* **Instruction**
Go through the entries below and copy out every line that contains the word "optional".

* **Input for this task**

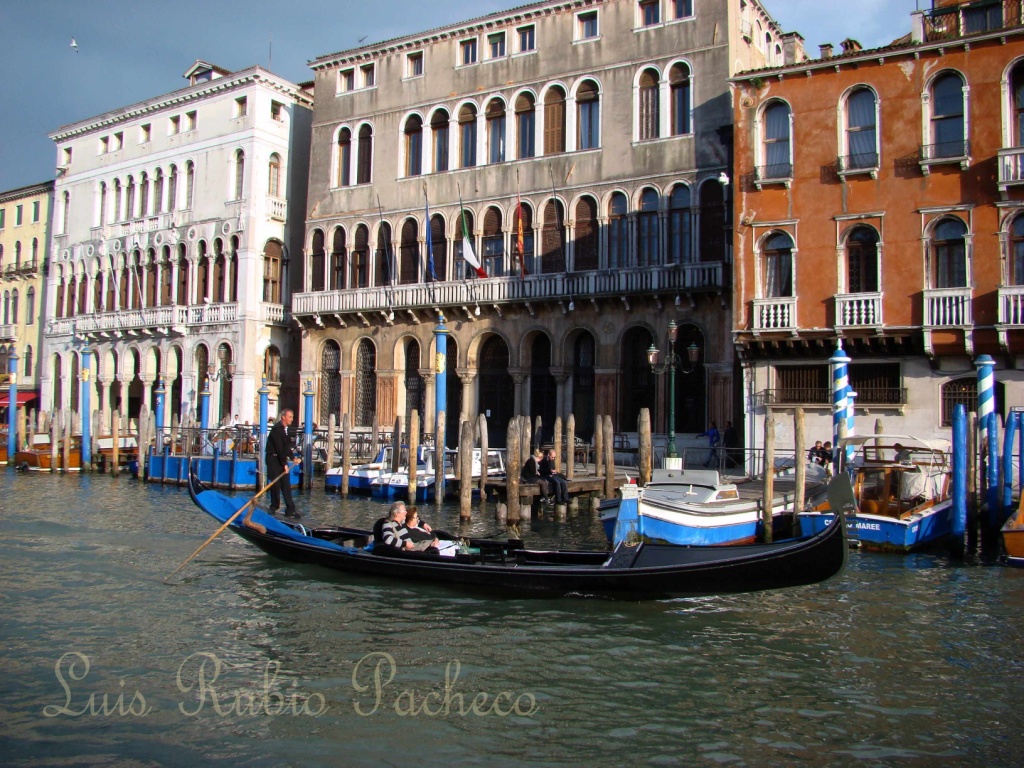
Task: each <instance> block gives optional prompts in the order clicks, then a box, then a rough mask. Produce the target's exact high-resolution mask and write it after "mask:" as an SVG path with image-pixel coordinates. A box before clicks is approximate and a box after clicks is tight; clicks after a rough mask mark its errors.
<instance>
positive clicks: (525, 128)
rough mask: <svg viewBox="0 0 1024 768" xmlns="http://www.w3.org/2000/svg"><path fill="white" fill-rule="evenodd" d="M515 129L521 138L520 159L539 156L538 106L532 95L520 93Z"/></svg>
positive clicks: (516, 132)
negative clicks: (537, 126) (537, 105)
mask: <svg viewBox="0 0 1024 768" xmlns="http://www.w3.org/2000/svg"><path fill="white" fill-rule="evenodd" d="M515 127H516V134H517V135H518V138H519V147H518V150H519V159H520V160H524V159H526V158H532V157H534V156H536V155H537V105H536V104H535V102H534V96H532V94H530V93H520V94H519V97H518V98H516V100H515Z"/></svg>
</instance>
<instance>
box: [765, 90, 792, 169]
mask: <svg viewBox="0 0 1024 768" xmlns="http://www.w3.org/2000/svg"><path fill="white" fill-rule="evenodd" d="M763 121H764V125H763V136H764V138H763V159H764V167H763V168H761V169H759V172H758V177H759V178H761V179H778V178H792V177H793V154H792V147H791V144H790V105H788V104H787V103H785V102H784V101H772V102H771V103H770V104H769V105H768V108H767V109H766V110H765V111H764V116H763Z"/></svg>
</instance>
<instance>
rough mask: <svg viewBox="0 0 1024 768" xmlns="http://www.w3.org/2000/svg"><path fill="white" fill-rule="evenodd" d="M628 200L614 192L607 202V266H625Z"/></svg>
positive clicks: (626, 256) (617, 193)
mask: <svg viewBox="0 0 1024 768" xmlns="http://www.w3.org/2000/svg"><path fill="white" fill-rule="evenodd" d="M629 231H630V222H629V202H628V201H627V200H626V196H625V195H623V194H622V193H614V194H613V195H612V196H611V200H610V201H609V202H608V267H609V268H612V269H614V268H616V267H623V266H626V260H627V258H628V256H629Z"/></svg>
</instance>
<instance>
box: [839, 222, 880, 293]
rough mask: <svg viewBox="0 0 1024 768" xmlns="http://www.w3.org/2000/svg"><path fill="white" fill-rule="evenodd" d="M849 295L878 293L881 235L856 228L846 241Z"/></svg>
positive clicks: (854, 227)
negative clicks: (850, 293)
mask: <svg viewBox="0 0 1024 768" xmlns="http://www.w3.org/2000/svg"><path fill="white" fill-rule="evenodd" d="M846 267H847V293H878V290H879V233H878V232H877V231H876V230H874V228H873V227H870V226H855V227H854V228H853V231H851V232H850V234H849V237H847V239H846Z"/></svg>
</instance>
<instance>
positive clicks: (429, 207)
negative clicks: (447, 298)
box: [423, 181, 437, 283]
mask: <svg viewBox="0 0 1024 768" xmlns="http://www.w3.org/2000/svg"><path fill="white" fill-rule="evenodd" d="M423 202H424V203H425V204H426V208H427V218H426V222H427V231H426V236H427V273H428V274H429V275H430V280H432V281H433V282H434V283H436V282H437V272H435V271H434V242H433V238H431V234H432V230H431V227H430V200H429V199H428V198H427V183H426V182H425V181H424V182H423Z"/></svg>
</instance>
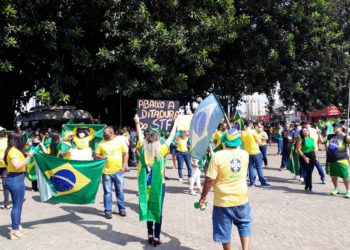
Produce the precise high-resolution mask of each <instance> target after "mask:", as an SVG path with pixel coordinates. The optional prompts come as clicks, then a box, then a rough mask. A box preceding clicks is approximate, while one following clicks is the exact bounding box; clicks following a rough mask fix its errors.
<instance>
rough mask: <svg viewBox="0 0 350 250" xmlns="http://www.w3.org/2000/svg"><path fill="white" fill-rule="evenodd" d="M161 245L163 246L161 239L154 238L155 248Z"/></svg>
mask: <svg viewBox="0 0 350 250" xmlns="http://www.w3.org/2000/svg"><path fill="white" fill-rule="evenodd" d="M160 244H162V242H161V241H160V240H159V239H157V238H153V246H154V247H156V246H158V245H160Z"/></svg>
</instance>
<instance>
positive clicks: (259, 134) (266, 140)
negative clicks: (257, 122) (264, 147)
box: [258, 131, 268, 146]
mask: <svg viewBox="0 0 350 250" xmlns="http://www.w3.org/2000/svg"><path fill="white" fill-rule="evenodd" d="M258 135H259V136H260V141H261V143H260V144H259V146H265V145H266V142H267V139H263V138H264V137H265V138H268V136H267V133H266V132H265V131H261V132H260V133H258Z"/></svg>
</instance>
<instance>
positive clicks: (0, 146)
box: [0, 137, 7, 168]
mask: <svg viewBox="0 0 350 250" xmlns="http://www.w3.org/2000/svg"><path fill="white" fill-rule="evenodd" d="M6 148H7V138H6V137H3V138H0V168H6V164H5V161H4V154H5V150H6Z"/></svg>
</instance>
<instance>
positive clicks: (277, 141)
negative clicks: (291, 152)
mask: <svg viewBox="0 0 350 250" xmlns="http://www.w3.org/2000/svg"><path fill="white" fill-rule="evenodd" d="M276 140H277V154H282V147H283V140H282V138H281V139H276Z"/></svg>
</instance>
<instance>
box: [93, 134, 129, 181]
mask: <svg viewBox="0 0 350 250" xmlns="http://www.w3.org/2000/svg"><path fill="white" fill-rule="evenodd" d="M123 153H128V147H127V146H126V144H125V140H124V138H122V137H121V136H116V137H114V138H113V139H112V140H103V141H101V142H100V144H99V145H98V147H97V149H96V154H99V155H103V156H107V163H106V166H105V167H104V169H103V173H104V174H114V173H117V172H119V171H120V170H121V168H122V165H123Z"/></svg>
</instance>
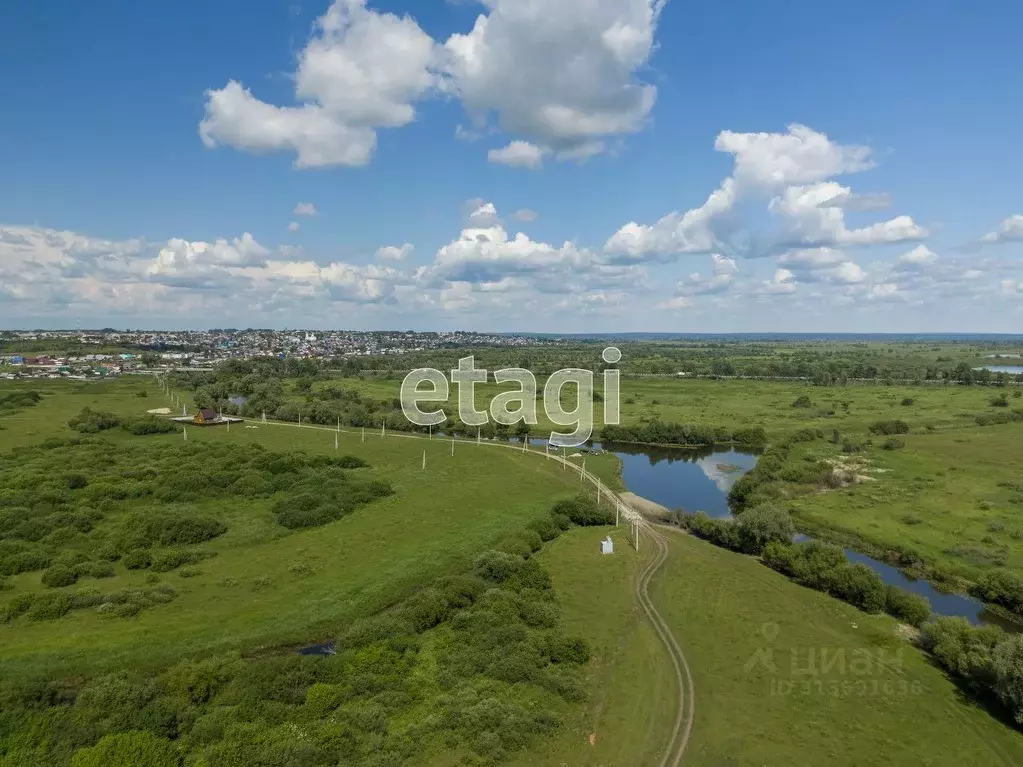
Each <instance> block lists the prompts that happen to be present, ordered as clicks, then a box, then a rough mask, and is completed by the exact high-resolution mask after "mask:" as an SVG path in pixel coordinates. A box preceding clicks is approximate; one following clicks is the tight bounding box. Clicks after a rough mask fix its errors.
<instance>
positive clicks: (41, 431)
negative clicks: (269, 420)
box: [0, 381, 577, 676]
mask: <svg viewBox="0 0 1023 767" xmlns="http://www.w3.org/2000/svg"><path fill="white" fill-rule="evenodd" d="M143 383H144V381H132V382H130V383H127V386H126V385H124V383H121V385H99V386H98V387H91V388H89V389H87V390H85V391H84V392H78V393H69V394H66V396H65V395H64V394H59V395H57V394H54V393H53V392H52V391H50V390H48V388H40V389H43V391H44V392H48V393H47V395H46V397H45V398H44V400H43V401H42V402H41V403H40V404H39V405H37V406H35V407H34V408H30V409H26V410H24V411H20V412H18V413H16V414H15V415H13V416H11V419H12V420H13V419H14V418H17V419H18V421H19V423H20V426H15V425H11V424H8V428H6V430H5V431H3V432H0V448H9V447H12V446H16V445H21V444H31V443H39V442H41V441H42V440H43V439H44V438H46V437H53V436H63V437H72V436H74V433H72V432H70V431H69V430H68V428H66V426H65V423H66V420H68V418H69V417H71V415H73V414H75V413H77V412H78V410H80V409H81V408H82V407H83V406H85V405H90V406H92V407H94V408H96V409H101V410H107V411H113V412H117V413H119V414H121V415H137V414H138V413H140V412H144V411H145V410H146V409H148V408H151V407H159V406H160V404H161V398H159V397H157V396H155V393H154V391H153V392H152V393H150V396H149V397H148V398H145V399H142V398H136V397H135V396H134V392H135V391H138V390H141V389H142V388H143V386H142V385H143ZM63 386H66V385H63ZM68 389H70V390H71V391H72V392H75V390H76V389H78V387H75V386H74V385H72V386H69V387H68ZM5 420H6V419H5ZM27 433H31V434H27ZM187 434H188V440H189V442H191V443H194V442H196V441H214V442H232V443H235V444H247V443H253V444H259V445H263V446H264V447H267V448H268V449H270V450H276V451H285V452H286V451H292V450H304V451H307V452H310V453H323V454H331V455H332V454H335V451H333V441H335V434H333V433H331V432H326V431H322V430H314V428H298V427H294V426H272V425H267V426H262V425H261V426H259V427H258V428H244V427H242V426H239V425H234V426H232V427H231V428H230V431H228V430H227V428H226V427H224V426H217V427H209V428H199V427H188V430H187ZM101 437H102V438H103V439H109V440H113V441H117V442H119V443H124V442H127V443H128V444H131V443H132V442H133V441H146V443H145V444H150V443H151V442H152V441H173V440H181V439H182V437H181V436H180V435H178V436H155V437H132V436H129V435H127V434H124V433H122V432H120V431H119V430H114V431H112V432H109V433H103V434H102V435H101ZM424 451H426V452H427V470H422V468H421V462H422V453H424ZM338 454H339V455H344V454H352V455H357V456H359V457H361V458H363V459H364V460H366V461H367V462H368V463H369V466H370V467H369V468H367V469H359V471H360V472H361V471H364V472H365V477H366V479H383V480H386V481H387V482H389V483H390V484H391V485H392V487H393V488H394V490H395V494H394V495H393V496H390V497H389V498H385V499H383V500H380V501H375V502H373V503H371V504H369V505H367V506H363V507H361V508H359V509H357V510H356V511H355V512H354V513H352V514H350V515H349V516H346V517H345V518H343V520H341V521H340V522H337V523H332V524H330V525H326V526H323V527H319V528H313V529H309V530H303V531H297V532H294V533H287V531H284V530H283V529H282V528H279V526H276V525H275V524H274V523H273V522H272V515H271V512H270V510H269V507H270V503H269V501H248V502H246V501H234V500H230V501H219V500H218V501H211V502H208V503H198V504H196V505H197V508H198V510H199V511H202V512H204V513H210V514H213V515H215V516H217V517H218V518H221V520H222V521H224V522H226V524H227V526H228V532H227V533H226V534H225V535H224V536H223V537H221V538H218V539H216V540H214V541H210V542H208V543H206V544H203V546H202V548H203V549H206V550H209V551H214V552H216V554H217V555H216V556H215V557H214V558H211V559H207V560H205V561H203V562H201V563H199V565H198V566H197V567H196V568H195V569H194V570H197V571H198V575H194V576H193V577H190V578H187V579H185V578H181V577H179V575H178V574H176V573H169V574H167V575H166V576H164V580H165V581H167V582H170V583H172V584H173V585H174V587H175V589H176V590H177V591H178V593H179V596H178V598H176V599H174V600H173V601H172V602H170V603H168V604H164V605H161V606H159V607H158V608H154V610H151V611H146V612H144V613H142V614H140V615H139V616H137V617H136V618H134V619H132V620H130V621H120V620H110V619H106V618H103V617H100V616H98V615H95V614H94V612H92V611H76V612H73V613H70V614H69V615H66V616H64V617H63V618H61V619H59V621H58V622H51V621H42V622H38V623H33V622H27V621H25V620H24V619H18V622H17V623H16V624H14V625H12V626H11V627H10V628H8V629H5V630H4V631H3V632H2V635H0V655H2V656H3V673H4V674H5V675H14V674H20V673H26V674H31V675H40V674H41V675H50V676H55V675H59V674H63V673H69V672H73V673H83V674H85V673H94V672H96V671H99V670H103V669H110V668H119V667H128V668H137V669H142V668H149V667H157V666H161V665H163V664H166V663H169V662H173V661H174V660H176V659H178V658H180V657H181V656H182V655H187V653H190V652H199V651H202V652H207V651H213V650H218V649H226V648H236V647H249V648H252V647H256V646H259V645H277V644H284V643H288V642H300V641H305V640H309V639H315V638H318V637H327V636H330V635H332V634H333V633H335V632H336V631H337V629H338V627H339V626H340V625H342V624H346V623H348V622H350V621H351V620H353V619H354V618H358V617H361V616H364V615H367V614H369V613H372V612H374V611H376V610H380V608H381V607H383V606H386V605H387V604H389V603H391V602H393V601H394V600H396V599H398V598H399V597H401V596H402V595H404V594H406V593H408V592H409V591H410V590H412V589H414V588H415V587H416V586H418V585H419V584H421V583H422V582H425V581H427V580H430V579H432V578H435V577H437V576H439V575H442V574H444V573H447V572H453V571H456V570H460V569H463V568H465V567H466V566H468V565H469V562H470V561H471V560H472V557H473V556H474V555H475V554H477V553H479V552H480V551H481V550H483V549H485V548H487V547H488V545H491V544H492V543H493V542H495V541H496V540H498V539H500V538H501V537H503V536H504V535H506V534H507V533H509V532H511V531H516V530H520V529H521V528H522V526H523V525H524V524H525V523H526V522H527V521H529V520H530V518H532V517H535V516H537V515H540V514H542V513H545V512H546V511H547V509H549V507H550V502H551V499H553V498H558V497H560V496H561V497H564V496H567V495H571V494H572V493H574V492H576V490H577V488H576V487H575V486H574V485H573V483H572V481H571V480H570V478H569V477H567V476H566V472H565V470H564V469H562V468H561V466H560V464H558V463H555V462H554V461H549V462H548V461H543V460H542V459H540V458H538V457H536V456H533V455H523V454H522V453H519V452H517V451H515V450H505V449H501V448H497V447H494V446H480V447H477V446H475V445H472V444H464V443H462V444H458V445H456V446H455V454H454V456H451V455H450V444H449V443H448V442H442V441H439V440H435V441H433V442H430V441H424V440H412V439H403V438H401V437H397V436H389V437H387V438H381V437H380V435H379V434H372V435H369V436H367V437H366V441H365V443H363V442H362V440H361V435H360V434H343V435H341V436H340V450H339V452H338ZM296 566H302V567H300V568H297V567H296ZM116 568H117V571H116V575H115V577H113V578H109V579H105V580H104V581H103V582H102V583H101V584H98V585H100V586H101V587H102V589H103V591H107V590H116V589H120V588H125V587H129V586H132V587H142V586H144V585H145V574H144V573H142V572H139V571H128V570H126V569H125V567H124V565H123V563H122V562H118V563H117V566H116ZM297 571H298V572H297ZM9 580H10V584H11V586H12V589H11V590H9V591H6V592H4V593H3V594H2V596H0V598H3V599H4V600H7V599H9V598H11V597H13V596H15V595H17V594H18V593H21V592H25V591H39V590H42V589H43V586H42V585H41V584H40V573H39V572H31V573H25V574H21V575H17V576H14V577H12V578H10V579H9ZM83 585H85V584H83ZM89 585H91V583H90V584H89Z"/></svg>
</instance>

* **Answer**
Task: each <instance> block gives optional prompts in the order clicks, then a box, then a rough mask. Produce the target's exact high-resolution mask and write it after "mask:" as an SVG path with image-pixel coordinates. A box before clicks is approximate and a box after clicks is tight; clicks after a rough mask mark its errors.
Produce the precise high-resolution mask of each <instance> target after "mask:", as an SVG path with pixel coordinates. The optional prompts come as clicks, then a box, then a rough mask. A box preceding clicks is approximate, while one following clicks is the exact bounding box; clicks following a rough mask fix its errors.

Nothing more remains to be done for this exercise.